> _Extrait cité_
* * * * * * *
Transition led/laide, pour une feuille de route avant le noir salle

La table ronde sur la transition des dispositifs techniques dans le spectacle, organisée par Réditec et pilotée par Nicolas Ahssaine, membre du conseil d’administration, a été un moment d’échanges riches en perspectives. Animée par Vincent Robert, directeur de l’APMAC Nouvelle-Aquitaine et trésorier adjoint de Réditec, elle a rassemblé des experts de divers horizons pour discuter du passage à la technologie LED et des enjeux écologiques qui en découlent.

Cet échange, qui s’est déroulé dans le cadre des Journées des Équipes Techniques aux BIS de Nantes et organisée par Zebulon Régie en partenariat avec Réditec le 17 janvier 2024 à 15 h, a réuni : 

David Irle du Bureau des Acclimatations, François Juliat, fabricant de projecteurs LED, Franck Jeanneau, directeur technique du Grand T et adhérent de Réditec, ainsi qu’Yvan Godard, directeur d’Occitanie en scène.

Le sujet au cœur des préoccupations : transition LED/Laide

La table ronde visait à faire le point sur l’organisation de la transition LED, en mettant en lumière les désordres actuels et les défis pratiques à venir. Le sujet central était la nécessité d’une feuille de route, élaborée en concertation avec les acteurs de la filière, pour un déploiement cohérent de cette transition écologique et technique, avant le noir en salle.

Elle a débuté avec un titre provocateur, incitant immédiatement à la réflexion sur les défis liés à la transition vers des technologies plus durables.

Point de vue des directions techniques 

Franck Jeanneau, membre de Réditec, a abordé la question des débuts de la transition, soulignant une préoccupation croissante. Il a évoqué les investissements nécessaires et les objectifs liés à la coordination et à la justesse de la politique de transition. Une première clarification a été apportée en précisant qu’actuellement, le secteur du spectacle vivant est exempté des réglementations européennes concernant l’élimination progressive des lampes halogènes.
* * * * * * *
> _Consigne 1_
Relevez chacune des lignes ci-dessous où figure le mot "hair".

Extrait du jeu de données
* * * * * * *
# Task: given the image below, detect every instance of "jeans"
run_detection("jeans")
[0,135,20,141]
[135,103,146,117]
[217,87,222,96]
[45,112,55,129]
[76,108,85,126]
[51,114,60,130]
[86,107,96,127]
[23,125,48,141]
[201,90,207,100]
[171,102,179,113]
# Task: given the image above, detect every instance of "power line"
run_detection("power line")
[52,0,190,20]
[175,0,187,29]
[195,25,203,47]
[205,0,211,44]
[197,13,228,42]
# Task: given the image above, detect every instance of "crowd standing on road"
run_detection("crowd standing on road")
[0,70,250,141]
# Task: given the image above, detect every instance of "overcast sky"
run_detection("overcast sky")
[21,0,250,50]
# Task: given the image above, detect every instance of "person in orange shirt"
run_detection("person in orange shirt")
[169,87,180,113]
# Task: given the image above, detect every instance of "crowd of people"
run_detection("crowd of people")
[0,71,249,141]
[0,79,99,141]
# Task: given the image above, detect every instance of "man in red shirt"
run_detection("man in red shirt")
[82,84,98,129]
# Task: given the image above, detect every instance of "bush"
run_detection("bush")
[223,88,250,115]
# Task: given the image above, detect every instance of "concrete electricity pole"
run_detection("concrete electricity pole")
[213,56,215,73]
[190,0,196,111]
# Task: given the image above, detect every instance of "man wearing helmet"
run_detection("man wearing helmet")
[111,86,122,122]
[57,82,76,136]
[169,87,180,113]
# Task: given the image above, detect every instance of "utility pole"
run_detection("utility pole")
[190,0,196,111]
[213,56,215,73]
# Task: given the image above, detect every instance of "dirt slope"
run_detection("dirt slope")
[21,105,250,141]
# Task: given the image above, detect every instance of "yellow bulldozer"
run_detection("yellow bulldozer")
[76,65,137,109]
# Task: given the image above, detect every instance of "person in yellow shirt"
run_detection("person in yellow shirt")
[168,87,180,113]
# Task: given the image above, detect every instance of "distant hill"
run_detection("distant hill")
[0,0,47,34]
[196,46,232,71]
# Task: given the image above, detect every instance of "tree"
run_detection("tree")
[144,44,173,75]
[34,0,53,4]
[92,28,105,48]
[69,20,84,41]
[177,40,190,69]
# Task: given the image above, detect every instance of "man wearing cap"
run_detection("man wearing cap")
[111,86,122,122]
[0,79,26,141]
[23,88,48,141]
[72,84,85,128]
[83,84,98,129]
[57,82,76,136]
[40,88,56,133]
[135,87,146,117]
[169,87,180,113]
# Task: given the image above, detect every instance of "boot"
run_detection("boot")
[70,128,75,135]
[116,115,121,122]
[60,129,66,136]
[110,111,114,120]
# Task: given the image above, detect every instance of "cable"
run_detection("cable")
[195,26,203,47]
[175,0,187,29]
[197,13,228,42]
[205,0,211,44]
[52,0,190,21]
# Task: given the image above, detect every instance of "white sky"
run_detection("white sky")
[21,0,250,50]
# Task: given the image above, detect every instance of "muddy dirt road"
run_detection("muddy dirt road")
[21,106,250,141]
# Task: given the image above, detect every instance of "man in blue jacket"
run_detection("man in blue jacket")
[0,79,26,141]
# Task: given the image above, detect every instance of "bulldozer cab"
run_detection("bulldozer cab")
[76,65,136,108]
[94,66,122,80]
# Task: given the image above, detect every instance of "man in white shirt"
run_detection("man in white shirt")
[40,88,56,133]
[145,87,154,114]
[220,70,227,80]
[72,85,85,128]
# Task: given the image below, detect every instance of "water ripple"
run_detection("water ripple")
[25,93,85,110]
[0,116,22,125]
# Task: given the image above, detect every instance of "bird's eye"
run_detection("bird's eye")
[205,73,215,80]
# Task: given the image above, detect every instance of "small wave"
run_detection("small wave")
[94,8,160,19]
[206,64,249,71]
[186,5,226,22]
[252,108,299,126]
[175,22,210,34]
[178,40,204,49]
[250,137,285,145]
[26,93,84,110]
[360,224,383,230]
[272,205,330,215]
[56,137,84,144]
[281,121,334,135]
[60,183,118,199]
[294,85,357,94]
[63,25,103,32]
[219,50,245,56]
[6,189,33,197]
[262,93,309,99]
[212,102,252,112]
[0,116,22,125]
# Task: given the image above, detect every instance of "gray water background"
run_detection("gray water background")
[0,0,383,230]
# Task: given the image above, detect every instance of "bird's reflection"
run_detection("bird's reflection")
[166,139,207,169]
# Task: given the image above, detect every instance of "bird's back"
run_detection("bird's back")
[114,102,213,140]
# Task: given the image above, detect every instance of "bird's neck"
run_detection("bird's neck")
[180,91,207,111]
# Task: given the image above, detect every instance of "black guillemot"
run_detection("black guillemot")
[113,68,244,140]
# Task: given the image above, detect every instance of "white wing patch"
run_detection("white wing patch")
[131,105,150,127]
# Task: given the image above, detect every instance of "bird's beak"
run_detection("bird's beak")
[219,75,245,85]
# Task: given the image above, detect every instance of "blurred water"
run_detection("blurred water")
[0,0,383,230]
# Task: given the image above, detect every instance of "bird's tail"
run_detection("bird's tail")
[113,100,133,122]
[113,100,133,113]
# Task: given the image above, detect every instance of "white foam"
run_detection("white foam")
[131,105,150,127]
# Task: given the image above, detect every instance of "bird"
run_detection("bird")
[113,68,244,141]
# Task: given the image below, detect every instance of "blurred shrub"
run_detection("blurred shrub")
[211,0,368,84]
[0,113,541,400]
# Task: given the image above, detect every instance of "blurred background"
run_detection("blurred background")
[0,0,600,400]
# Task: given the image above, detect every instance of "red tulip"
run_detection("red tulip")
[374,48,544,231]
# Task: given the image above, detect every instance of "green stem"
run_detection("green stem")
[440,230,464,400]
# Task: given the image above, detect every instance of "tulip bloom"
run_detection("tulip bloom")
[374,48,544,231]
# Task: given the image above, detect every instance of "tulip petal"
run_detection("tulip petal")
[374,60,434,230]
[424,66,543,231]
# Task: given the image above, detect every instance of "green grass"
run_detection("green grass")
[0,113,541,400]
* * * * * * *
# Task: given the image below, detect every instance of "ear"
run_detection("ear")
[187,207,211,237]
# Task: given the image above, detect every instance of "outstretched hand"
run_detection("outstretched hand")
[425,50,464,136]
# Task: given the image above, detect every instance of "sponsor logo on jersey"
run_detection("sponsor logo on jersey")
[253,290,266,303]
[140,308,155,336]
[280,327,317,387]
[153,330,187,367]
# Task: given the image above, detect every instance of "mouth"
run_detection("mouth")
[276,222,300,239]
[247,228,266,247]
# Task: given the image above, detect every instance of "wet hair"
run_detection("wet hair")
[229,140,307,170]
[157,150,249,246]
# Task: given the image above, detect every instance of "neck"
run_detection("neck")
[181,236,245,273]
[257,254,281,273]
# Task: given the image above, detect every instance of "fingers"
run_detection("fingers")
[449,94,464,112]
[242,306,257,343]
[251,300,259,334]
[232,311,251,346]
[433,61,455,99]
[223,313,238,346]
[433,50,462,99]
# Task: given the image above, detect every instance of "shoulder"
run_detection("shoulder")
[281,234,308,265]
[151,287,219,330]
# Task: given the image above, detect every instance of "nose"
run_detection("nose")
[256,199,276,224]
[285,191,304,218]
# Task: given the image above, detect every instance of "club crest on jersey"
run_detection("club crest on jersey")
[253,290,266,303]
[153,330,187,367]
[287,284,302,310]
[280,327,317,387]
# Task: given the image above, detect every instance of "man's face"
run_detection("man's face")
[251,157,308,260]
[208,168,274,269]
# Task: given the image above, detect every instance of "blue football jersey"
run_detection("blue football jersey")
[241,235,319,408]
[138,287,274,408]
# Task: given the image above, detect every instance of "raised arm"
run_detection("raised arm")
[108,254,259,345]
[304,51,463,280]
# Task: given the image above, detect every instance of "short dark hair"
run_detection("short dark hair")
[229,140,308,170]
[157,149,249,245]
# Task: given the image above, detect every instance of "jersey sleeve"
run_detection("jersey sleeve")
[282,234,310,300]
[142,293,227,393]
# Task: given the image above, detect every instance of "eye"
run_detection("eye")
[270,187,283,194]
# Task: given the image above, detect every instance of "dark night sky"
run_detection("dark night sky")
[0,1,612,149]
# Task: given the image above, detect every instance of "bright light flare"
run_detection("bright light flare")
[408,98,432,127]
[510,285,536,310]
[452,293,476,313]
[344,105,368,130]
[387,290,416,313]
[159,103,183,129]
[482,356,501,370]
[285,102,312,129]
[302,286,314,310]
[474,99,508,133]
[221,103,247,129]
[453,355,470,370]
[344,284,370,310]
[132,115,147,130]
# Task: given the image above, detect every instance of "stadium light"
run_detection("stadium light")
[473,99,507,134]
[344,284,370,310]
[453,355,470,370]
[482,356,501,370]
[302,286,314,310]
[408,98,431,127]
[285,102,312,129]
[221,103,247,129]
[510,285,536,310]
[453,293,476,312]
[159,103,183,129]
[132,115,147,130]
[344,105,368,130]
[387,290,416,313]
* * * * * * *
> _Consigne 2_
Recopiez fidèlement le passage de l'article sur la transition LED qui va de "La table ronde sur" à "qui en découlent.".

> _Corrigé 1_
# Task: given the image above, detect every instance of "wet hair"
run_detection("wet hair")
# Task: given the image above, detect every instance of "short dark hair"
run_detection("short dark hair")

> _Corrigé 2_
La table ronde sur la transition des dispositifs techniques dans le spectacle, organisée par Réditec et pilotée par Nicolas Ahssaine, membre du conseil d’administration, a été un moment d’échanges riches en perspectives. Animée par Vincent Robert, directeur de l’APMAC Nouvelle-Aquitaine et trésorier adjoint de Réditec, elle a rassemblé des experts de divers horizons pour discuter du passage à la technologie LED et des enjeux écologiques qui en découlent.